WHAT YOU NEED TO DO –
Search the data for the word "below" and copy every line that contains it.

PROVIDED INFORMATION –
____________

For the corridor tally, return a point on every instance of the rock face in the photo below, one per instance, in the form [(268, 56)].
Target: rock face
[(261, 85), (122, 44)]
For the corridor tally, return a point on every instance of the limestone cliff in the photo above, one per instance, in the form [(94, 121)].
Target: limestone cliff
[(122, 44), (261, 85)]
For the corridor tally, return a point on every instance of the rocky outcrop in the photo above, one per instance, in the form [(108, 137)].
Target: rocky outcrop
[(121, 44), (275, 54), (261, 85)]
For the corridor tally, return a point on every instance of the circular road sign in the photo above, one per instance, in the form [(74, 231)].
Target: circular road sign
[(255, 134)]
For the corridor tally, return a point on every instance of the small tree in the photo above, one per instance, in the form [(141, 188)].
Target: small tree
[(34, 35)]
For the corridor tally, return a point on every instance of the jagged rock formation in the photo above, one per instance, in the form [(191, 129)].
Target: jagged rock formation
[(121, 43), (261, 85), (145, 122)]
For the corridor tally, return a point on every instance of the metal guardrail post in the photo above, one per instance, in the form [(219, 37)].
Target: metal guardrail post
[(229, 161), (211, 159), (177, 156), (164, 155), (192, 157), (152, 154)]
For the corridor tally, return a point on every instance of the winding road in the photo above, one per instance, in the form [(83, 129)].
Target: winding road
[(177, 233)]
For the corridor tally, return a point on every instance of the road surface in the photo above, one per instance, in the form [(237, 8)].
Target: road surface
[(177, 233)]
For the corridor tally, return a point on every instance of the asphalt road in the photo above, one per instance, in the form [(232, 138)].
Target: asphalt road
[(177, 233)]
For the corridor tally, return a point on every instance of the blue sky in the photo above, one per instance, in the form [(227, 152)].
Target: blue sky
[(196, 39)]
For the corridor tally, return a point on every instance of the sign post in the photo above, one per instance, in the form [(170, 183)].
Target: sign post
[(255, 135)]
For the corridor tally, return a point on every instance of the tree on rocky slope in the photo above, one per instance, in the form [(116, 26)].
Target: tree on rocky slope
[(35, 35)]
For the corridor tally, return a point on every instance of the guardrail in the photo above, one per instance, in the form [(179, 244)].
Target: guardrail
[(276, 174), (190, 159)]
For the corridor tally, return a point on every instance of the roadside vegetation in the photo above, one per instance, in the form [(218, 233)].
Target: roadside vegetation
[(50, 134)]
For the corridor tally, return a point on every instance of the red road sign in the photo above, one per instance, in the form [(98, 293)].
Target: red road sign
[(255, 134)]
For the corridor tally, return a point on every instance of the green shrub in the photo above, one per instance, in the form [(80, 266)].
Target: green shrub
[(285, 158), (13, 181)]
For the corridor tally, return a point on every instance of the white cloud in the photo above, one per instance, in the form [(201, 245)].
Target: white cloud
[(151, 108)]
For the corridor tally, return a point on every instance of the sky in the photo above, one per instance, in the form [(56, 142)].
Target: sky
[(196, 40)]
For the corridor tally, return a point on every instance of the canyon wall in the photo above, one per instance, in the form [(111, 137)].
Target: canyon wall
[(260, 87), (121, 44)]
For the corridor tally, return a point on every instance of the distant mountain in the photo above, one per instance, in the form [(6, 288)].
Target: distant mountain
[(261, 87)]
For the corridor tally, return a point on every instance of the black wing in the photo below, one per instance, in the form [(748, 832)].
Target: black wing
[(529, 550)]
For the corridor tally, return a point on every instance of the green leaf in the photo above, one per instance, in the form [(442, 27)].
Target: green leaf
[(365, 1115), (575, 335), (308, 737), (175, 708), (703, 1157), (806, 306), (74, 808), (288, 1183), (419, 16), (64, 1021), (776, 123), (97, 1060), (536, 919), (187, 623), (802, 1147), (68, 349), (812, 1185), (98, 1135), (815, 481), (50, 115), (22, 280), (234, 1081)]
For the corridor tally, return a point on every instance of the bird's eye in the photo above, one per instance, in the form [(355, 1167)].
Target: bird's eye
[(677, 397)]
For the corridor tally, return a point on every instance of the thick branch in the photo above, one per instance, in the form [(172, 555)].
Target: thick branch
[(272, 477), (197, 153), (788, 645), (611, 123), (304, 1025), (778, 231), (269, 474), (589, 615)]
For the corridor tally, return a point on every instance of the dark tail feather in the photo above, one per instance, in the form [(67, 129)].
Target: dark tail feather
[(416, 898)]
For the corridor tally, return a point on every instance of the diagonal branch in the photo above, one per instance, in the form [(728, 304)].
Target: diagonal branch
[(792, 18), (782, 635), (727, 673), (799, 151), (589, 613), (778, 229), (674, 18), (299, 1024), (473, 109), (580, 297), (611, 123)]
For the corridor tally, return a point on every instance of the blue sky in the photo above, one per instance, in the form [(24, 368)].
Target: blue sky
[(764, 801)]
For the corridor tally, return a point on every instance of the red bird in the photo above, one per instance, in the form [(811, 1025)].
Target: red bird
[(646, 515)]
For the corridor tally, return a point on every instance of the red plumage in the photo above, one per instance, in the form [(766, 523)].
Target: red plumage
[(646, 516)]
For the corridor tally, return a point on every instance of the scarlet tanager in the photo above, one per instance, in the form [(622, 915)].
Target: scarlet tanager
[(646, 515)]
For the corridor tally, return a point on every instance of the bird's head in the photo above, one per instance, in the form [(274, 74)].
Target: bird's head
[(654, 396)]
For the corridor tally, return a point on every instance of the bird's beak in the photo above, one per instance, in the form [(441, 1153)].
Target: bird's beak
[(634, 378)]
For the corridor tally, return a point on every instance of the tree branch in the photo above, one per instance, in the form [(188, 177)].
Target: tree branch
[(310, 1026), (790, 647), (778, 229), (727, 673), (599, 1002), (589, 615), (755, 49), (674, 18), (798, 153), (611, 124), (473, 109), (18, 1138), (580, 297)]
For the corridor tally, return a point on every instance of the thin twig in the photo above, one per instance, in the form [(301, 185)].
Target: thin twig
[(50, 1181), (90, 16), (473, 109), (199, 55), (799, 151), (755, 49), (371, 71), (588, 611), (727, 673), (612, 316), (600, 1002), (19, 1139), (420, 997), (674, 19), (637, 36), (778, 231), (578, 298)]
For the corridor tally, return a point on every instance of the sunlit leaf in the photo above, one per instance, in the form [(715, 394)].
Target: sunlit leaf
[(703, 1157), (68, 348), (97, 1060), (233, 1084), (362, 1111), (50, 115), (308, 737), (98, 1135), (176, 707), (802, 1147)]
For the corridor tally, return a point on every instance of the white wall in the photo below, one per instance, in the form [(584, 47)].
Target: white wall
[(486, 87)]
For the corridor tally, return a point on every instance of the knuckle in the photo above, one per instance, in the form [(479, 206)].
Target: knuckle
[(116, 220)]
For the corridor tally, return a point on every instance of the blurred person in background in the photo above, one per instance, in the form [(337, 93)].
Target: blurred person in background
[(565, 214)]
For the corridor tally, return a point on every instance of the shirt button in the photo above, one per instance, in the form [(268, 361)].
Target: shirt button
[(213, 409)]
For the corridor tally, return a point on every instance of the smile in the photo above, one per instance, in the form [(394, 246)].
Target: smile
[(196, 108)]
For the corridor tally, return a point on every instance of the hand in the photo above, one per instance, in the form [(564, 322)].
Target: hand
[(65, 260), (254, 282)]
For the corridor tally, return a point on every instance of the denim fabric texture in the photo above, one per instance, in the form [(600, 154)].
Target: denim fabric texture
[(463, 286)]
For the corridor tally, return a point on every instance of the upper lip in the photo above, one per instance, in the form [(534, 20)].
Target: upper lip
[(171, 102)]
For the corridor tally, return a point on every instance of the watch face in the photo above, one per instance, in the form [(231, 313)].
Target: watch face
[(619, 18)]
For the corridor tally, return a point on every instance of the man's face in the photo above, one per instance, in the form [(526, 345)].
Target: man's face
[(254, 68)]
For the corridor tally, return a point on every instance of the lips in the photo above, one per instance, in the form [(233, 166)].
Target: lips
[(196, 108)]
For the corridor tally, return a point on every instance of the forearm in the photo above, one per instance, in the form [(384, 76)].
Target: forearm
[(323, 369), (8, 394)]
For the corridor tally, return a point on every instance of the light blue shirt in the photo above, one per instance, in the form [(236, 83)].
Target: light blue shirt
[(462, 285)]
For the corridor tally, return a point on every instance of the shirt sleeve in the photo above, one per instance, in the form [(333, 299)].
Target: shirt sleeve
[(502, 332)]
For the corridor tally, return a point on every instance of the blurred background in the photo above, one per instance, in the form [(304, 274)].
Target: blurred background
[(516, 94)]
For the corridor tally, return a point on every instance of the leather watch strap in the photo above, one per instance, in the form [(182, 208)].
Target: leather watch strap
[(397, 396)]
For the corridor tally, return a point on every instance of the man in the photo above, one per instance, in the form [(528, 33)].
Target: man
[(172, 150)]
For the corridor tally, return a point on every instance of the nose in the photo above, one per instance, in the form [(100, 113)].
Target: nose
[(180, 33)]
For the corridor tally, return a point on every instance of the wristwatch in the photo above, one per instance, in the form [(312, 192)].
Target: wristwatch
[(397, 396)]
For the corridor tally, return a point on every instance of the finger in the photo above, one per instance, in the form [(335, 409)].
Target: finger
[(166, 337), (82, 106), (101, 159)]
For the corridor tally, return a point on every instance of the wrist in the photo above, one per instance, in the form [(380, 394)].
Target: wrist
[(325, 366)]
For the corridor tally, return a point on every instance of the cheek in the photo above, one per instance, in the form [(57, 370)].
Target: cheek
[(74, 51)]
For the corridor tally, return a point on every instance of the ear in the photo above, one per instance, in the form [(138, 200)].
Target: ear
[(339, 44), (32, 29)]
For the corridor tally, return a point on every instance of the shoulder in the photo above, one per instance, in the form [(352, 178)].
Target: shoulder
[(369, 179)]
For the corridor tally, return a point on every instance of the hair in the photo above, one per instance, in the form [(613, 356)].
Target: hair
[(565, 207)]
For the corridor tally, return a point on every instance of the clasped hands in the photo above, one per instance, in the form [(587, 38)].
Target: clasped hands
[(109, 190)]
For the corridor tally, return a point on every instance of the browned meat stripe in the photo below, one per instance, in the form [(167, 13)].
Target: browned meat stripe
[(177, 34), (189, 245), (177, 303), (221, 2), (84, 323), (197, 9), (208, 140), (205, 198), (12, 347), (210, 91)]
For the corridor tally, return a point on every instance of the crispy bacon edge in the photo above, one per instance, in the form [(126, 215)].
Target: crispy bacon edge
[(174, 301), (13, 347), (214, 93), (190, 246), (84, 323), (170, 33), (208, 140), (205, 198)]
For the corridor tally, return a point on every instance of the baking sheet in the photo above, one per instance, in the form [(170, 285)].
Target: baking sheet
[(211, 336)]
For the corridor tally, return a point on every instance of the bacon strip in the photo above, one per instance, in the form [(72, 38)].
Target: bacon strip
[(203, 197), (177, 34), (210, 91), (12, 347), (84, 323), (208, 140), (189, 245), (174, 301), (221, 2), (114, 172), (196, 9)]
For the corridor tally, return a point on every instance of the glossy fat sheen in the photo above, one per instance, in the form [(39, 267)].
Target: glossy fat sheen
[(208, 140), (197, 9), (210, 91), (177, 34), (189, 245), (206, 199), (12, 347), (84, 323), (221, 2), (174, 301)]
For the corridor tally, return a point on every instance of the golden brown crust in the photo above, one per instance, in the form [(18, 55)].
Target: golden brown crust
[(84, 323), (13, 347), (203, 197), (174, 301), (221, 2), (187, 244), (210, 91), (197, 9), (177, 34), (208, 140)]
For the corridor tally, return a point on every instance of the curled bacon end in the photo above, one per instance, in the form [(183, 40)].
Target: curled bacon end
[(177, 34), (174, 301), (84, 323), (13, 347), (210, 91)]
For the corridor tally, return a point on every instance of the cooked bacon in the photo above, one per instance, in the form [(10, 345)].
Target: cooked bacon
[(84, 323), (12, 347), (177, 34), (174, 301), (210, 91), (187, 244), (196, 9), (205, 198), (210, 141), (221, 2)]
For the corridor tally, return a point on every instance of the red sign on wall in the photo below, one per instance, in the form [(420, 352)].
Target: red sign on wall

____________

THE COMPLETED TASK –
For the corridor tally, return a point on every instance of the rock face in the photo below, one per instance, in the form [(268, 56)].
For the corridor tally, return a point on every instance of the black wing in the photo below, one per instance, in the form [(748, 832)].
For the corridor tally, return a point on every instance of the white wall in the photo below, one per instance, in the form [(584, 47)].
For the corridor tally, return a point on every instance of the browned meat stripe in the photo below, one per instance, in the form [(167, 13)].
For the corridor tally, return a point on every instance of the red sign on wall in the photo below, one per instance, in the form [(420, 352)].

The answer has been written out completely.